• [Requirement]: Rewrite all of the lines below, putting "widest part" wherever "thickest part" appears and keeping everything else the same. Leave the pictures out.

::::

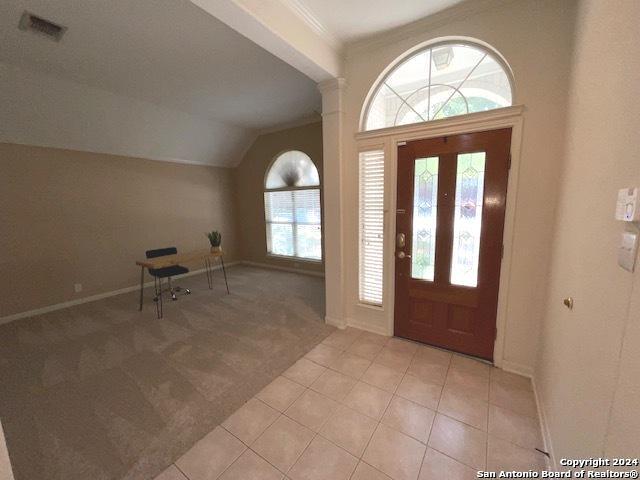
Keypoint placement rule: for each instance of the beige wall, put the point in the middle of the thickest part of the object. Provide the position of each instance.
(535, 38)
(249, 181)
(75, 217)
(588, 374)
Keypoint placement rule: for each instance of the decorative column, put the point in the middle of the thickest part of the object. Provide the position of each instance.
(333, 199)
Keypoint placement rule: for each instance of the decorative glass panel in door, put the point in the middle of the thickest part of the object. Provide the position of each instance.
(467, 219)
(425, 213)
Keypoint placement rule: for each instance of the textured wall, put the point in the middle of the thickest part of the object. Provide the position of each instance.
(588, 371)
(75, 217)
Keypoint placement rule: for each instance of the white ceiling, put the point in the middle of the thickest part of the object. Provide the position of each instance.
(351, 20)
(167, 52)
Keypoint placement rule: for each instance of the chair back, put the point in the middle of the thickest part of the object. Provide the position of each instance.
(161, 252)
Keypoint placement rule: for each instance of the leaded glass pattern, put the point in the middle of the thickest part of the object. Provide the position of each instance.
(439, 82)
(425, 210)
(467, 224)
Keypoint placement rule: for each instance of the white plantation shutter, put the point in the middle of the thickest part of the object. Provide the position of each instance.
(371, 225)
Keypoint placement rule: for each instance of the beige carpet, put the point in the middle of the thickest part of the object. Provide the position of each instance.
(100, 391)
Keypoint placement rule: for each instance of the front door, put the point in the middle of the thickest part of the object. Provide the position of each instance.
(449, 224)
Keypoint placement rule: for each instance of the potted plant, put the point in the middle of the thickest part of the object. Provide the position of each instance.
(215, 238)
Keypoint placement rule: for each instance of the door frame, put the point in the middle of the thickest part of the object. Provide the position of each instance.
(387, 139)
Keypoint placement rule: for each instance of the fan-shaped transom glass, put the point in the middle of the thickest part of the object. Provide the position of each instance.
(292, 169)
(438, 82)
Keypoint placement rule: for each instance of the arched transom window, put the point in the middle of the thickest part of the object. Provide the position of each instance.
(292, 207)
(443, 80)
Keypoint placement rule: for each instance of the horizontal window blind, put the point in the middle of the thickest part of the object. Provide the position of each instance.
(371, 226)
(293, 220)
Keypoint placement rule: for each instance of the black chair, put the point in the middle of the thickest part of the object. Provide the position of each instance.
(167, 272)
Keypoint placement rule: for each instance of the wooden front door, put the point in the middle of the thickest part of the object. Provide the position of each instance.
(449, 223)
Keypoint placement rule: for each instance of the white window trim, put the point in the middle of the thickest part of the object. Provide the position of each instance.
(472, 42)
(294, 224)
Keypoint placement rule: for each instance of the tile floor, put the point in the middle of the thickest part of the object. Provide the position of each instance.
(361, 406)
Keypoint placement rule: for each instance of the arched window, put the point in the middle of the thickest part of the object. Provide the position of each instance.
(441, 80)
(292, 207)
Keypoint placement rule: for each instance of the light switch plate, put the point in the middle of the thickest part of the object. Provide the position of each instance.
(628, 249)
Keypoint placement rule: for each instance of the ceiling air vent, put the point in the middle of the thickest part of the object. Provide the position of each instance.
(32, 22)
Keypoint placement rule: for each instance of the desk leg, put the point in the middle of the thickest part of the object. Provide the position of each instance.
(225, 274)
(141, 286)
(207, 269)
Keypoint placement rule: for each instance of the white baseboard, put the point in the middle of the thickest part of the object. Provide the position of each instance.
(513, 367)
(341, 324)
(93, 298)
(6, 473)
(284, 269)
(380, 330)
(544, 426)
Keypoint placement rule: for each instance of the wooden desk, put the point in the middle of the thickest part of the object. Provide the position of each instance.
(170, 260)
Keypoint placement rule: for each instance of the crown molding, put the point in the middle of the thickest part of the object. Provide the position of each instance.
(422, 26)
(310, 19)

::::

• [Task answer]:
Keypoint placement rule: for each instance of the beige wall, put the point in the middle of the widest part of the object. Provide the position of each instance.
(535, 38)
(249, 181)
(75, 217)
(588, 374)
Keypoint placement rule: for each instance of the decorative column, put the point in the middle of the widest part of the object. Provide the position of each instance.
(333, 199)
Keypoint placement rule: for each instance of the decorative glass panel in door, put the point in the middle of the widest part of the object. Provide the position of each instance.
(467, 219)
(425, 213)
Keypoint placement rule: for each instance of the textured wall, put the point in the middle of the widest part of the object. Provide the position of each instance.
(588, 371)
(75, 217)
Keypoint placement rule: for each instance of the white ceiling, put the point in the middle of the widest part of the object. Provide the position of each instance.
(351, 20)
(167, 52)
Keypoint placement rule: for each instance of the chair back, put the point in the middle of the widest part of the object. Provide the position of each instance.
(161, 252)
Keypoint placement rule: for each instance of the leaded glass pattern, put the point in the middle of the widest part of the object. Provide the position of each instance.
(439, 82)
(425, 210)
(467, 224)
Keypoint placement rule: for each instance of the white plantation shutter, put the point in the middle of the widest part of the object. Provide the position of each instance.
(371, 225)
Keypoint placement rule: for each instance of the beige carpet, put the point in the middle of the widest part of the object. Provide the position of each instance.
(100, 391)
Keypoint placement rule: for each instance of the front door, put the point in the middle of the widest part of the object. Provide the position of each instance.
(449, 224)
Keypoint placement rule: for each instance of the potted plant, put the point in the middle of the widest part of the object. Provide the position of each instance.
(215, 238)
Keypoint placement rule: for each instance of the door frame, put the point in the middle of the widest part of the object. Provide the position of each instance.
(387, 139)
Keypoint placement rule: for each instance of the fan-shaped transom glass, put the point in the middle of the widest part of the object. Provide the position of each instance.
(292, 169)
(438, 82)
Keypoint placement rule: for each instance of the arched transom window, put the point in the middle of the widest part of the object. Provide the position of each instance.
(292, 207)
(443, 80)
Keypoint placement rule: for each instance of the horizontal window blind, put the point in the middle of the widest part of the object. Provide the position of each instance.
(371, 226)
(293, 220)
Keypoint placement rule: for each instance of the black chair, put the point in the middle of the widest part of the object. Provide the position of each instance.
(167, 272)
Keypoint placement rule: for each instance of the wooden front door, put the point in the middle of the widest part of the object. Provide the position of each instance.
(449, 223)
Keypoint placement rule: for each instance of the white window trim, put the point in the middle of the widest part of the object. Provide the position of each instance.
(472, 42)
(294, 224)
Keypoint placement rule: for each instance of the tile floor, put the point in the middle of the widest part of the object. Provide the position of each instance.
(361, 406)
Keypoint placement rule: for each instance of the arched window, put the point in the middle of the widest part of the object. Provide the position of each instance.
(441, 80)
(292, 207)
Keypoint placement rule: for each instance of the light switch plate, put the point in the middle of the widest part of the object. Provide the position of each instance.
(628, 249)
Keypoint placement rule: for each instance of the ceiling air vent, put the point in the middle of the widest part of the object. Provide the position of each instance.
(32, 22)
Keypoint placement rule: for each instance of the desk leg, put the point in the middle of the widest part of the object. Provide the position of each instance.
(225, 274)
(141, 286)
(207, 269)
Keypoint placement rule: for each instance of the white baseboard, put the point in the middle of the widest part of the object. Provide the position of each instance.
(513, 367)
(341, 324)
(93, 298)
(6, 473)
(284, 269)
(380, 330)
(544, 426)
Keypoint placement rule: for each instance of the wooden desk, put the point in the middle of the widest part of the object. Provide the position of each instance.
(170, 260)
Keypoint placement rule: for each instance of the crown molding, put the point in the middle of the widest part of the object. Provide the position of each instance.
(422, 26)
(310, 19)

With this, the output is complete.